> [Provided entries]:
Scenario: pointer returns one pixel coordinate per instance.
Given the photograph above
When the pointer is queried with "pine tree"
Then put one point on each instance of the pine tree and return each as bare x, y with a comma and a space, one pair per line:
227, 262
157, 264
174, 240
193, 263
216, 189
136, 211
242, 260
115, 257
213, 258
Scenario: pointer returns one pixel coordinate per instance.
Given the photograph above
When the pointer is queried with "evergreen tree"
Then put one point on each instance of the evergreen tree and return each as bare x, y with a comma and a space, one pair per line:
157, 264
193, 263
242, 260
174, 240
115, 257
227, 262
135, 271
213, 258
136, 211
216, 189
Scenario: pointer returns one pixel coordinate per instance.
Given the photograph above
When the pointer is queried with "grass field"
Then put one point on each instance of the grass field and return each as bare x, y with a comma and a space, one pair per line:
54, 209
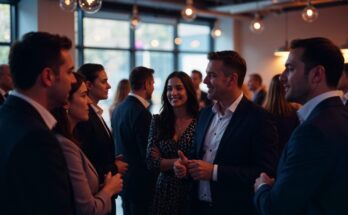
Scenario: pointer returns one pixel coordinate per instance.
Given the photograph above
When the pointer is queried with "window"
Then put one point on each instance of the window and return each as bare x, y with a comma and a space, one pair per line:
5, 32
108, 40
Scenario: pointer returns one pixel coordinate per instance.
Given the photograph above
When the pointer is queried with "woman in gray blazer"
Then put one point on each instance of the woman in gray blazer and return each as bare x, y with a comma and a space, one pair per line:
89, 197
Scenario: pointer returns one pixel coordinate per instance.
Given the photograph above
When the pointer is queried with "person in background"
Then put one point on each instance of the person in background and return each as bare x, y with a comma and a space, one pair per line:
235, 140
130, 126
343, 85
312, 172
172, 130
123, 88
94, 135
34, 177
197, 77
6, 82
255, 85
283, 111
90, 198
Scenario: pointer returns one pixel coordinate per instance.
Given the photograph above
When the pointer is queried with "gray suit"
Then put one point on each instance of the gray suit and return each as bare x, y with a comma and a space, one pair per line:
88, 198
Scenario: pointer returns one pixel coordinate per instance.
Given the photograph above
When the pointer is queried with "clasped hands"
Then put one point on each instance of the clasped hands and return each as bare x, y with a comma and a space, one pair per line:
197, 169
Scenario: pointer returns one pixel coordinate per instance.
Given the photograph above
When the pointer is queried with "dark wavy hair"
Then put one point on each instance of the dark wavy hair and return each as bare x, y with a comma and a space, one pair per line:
63, 126
167, 116
36, 51
321, 51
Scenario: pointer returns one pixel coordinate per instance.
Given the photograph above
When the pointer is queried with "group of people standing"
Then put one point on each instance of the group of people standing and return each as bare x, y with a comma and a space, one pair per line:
57, 155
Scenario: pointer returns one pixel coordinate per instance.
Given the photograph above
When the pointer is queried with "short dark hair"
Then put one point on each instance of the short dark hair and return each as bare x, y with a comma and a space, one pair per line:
63, 126
167, 116
233, 61
90, 71
198, 73
257, 77
36, 51
138, 76
345, 69
321, 51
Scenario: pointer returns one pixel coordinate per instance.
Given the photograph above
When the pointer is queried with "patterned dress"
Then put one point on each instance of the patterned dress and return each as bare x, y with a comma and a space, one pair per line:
172, 195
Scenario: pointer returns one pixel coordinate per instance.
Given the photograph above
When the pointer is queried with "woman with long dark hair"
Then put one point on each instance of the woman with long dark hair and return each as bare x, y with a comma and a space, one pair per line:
89, 197
172, 130
283, 111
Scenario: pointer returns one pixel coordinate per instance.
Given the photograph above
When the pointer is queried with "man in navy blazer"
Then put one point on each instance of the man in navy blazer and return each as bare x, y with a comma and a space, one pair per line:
34, 177
312, 173
235, 141
130, 126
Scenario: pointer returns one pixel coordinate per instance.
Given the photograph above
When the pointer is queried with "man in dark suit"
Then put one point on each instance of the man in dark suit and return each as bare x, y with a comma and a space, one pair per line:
255, 85
313, 170
130, 126
197, 77
343, 85
94, 135
33, 173
235, 141
6, 83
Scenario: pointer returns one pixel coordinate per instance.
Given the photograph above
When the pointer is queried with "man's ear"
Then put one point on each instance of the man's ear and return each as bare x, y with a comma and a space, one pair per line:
317, 74
233, 79
88, 84
47, 77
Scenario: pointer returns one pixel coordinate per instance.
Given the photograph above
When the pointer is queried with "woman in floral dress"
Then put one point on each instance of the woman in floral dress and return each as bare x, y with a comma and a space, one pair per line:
172, 130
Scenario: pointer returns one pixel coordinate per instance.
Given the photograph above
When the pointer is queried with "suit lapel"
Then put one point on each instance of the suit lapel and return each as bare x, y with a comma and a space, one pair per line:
327, 103
236, 120
202, 128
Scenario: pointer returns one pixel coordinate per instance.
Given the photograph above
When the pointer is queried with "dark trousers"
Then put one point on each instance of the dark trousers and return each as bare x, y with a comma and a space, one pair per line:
135, 208
202, 208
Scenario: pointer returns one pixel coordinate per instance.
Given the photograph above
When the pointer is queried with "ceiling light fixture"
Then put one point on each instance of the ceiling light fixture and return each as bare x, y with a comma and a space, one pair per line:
90, 6
189, 12
257, 25
310, 13
283, 51
216, 32
135, 21
67, 5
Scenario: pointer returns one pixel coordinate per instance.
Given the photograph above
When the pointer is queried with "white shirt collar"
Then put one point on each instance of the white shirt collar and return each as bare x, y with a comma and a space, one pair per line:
232, 108
2, 92
48, 118
345, 97
97, 109
141, 99
307, 108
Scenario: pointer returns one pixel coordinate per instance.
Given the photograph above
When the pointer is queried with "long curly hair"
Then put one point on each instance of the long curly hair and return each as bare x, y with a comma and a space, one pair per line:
167, 116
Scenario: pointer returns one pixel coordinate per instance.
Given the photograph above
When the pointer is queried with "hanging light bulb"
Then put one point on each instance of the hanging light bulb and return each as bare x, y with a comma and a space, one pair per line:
310, 13
257, 25
67, 5
189, 12
90, 6
216, 32
135, 21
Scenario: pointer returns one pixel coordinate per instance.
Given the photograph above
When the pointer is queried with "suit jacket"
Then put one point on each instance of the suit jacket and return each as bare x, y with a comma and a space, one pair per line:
312, 174
130, 126
33, 173
97, 144
247, 148
260, 97
89, 198
2, 99
204, 98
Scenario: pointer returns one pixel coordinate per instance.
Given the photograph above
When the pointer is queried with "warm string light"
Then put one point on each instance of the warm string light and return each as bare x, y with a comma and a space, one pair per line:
135, 20
257, 25
216, 32
189, 12
90, 6
67, 5
309, 13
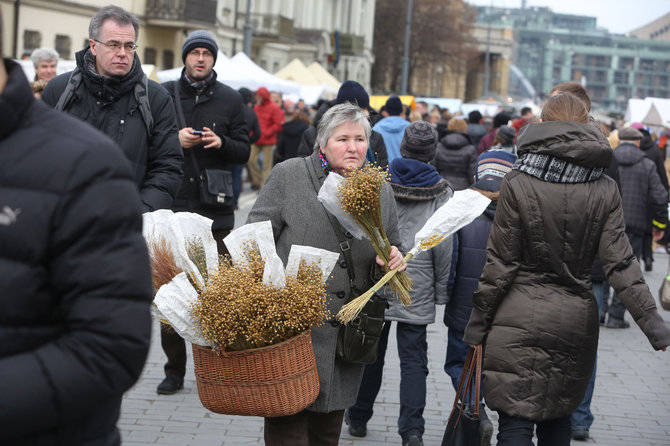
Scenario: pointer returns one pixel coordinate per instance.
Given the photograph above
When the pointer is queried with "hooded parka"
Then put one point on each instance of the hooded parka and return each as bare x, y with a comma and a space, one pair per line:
534, 308
109, 104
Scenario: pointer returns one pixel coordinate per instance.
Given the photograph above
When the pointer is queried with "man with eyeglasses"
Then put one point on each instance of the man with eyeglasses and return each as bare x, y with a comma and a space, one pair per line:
213, 134
109, 90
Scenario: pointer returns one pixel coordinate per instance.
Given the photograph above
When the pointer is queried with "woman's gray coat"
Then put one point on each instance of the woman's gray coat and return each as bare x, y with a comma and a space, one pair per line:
290, 202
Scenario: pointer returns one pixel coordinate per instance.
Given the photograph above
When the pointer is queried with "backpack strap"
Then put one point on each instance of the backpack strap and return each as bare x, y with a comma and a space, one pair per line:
142, 97
68, 93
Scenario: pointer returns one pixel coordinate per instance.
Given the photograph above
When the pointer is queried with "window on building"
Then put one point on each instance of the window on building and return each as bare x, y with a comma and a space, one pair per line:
150, 55
63, 46
626, 63
31, 40
168, 59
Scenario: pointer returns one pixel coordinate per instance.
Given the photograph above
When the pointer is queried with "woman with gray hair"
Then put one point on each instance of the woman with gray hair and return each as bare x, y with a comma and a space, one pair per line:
289, 201
45, 61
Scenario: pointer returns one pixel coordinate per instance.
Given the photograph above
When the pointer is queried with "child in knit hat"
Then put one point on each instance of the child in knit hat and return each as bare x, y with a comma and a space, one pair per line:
469, 256
419, 190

> [What is being asked]:
Extract every line of the records above that contains the word "shirt". Uppercase and lowercase letters count as different.

> [Result of this task]:
When the pointer is queried with "white shirt collar"
Then put one point on each instance of the white shirt collar and return each as bare x, y with a comma and a space, one pair per line:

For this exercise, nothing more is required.